### Exercise description
Revise the lines from the start of the material through the line containing "Return the mask of every instance of the teal", both ends included, so that "teal carpet floor" becomes "gray carpet floor" and nothing else changes. Return only those lines, and leave the pictures out.

====================

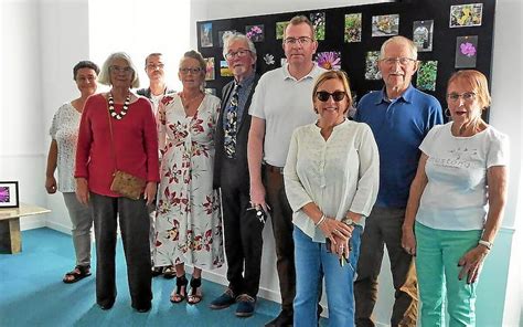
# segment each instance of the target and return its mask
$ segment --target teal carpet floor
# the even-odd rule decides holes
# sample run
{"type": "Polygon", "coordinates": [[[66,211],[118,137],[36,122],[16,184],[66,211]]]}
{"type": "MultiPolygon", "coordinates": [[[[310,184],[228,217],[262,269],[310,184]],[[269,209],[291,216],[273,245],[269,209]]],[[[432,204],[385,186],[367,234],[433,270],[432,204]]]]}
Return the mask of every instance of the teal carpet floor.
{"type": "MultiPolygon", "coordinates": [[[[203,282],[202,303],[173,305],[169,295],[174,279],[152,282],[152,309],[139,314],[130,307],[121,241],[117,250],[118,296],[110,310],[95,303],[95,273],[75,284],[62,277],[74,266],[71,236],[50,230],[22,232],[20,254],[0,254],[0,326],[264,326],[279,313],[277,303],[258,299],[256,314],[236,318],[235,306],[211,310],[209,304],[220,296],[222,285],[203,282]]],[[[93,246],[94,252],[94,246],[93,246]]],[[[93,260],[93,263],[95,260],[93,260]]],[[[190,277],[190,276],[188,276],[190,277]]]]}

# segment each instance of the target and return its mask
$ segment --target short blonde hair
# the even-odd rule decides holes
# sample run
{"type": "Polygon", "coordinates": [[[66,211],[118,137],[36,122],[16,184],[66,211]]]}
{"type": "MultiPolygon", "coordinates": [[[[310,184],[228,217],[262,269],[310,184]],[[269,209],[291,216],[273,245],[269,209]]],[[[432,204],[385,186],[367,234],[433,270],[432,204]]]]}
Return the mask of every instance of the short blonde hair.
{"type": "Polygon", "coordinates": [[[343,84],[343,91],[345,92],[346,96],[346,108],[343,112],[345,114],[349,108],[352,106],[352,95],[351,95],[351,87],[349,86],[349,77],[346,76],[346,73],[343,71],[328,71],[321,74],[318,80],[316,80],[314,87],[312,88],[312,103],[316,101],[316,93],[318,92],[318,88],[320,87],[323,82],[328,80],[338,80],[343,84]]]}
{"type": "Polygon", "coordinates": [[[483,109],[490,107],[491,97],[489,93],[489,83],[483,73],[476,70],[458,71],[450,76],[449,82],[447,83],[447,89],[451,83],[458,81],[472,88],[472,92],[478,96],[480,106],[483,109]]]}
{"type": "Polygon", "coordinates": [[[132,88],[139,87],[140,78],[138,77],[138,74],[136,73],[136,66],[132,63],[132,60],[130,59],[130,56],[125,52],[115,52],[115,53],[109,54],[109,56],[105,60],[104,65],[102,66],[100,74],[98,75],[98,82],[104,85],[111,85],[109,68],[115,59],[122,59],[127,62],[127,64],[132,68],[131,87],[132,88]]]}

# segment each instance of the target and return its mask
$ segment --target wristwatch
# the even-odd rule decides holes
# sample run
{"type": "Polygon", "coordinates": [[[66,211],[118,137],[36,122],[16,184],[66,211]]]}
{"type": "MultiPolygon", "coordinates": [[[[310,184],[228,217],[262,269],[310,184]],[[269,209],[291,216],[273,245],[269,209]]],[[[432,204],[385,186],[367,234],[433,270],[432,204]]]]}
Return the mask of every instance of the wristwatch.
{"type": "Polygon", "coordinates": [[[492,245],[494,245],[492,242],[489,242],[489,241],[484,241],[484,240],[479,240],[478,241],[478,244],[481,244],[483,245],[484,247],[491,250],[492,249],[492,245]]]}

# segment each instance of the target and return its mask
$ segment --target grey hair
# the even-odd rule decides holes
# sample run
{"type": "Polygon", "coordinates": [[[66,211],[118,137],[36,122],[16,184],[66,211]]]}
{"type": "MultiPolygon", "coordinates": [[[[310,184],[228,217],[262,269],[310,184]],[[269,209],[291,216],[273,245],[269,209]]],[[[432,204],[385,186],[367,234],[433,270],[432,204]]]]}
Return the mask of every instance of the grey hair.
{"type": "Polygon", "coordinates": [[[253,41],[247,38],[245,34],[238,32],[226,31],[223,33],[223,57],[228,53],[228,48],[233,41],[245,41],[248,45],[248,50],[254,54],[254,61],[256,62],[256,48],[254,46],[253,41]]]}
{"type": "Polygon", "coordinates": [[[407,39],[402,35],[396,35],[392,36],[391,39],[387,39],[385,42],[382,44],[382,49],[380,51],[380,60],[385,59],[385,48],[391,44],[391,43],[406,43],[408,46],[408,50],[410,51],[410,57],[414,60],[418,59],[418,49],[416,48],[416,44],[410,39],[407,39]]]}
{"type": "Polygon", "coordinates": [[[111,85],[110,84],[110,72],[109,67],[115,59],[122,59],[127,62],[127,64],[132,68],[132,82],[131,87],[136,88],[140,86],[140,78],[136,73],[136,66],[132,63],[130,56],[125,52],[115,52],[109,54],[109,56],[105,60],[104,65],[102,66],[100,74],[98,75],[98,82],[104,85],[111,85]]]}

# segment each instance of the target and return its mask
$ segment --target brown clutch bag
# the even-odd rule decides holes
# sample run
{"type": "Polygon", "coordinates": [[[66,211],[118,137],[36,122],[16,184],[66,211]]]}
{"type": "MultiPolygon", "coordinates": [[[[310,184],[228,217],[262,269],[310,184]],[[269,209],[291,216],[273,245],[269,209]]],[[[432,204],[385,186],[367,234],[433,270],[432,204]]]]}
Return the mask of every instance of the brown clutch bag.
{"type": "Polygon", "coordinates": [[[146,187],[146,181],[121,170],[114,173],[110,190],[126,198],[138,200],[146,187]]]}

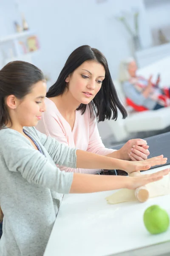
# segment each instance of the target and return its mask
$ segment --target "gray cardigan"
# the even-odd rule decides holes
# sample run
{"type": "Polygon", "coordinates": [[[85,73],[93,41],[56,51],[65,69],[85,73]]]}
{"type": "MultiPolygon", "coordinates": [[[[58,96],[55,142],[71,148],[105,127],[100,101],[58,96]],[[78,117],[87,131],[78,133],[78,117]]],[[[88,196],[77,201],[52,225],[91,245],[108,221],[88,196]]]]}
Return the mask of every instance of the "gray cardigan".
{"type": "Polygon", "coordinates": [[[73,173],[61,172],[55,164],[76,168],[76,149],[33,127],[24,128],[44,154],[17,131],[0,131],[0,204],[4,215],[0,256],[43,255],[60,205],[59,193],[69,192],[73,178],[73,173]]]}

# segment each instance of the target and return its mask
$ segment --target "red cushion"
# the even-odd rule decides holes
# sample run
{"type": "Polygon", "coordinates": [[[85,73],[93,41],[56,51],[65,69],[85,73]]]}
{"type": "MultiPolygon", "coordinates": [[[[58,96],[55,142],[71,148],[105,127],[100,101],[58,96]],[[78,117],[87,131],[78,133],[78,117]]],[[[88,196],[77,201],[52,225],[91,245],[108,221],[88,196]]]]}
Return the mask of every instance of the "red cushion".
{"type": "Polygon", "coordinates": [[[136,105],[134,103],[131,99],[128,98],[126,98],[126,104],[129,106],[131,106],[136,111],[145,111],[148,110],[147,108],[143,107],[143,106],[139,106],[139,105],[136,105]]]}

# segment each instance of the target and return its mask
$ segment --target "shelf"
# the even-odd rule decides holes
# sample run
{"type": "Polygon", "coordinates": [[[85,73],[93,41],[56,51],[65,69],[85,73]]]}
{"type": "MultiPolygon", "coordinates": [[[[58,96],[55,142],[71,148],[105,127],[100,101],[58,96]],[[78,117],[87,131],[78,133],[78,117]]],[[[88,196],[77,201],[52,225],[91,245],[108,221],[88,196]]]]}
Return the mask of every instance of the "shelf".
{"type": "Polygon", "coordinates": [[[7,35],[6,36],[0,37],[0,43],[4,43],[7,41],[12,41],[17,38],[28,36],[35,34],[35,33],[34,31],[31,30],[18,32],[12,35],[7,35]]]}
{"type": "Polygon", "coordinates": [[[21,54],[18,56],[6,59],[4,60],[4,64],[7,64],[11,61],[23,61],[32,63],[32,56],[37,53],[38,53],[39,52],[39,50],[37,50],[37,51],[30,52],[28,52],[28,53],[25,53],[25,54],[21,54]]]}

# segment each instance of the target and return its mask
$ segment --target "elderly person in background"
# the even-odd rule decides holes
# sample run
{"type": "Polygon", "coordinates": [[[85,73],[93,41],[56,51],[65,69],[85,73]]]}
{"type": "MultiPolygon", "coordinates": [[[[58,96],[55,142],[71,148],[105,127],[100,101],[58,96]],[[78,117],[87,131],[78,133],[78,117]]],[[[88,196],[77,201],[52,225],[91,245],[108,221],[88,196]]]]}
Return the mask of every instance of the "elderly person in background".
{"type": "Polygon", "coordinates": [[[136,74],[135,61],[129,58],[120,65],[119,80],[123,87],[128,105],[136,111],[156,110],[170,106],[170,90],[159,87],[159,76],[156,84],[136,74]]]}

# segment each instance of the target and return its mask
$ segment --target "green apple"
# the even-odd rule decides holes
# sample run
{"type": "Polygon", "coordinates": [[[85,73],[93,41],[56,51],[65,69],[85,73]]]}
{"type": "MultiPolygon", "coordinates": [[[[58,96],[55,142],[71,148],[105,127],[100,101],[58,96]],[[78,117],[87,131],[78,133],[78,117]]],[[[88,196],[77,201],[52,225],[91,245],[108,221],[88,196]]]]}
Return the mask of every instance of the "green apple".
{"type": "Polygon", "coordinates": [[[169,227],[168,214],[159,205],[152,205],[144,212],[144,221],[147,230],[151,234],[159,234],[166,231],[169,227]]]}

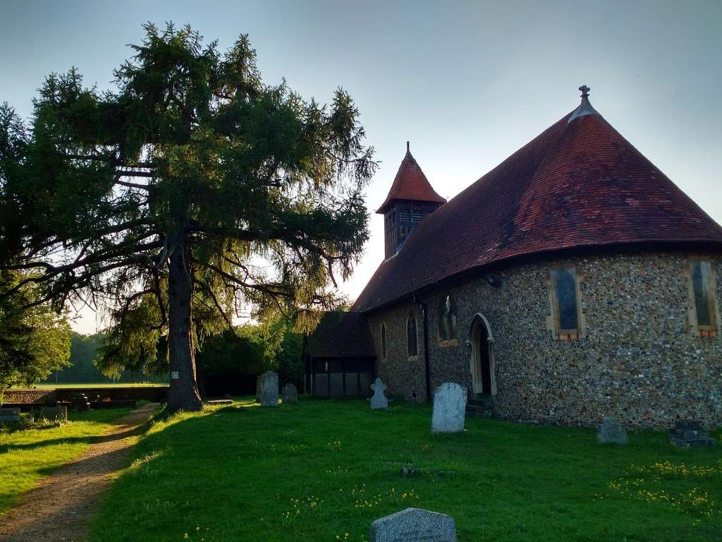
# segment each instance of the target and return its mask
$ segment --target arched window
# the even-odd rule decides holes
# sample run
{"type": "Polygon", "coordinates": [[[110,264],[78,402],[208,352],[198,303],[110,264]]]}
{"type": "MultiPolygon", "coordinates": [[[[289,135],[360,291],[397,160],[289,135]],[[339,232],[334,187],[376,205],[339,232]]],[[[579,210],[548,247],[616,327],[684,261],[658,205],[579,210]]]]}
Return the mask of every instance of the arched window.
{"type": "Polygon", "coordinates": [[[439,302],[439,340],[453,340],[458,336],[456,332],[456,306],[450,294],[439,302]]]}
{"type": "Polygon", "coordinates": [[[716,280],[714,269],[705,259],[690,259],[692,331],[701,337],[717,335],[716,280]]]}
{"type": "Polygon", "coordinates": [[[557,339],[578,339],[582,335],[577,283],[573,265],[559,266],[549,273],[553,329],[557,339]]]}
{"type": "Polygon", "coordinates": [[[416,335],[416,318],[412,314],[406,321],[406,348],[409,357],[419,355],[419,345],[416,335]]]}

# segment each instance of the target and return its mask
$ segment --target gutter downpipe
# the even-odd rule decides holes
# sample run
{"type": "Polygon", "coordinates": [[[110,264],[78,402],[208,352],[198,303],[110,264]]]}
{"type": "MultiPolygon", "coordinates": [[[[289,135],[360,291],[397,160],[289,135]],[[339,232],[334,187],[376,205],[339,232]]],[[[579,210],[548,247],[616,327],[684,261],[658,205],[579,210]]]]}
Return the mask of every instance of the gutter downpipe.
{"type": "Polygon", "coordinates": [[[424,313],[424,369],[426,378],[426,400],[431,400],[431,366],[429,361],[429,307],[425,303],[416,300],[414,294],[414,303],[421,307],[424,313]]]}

====================

### Full response
# segment each instance of the target and return its mask
$ segment --target gray carpet floor
# the even-odd rule decides holes
# sample run
{"type": "Polygon", "coordinates": [[[66,211],[118,137],[36,122],[16,184],[66,211]]]}
{"type": "MultiPolygon", "coordinates": [[[[310,184],[228,217],[262,269],[310,184]],[[269,209],[291,216],[273,245],[269,209]]],[[[432,204],[385,186],[367,234],[433,270],[432,204]]]]}
Return the mask of every instance of the gray carpet floor.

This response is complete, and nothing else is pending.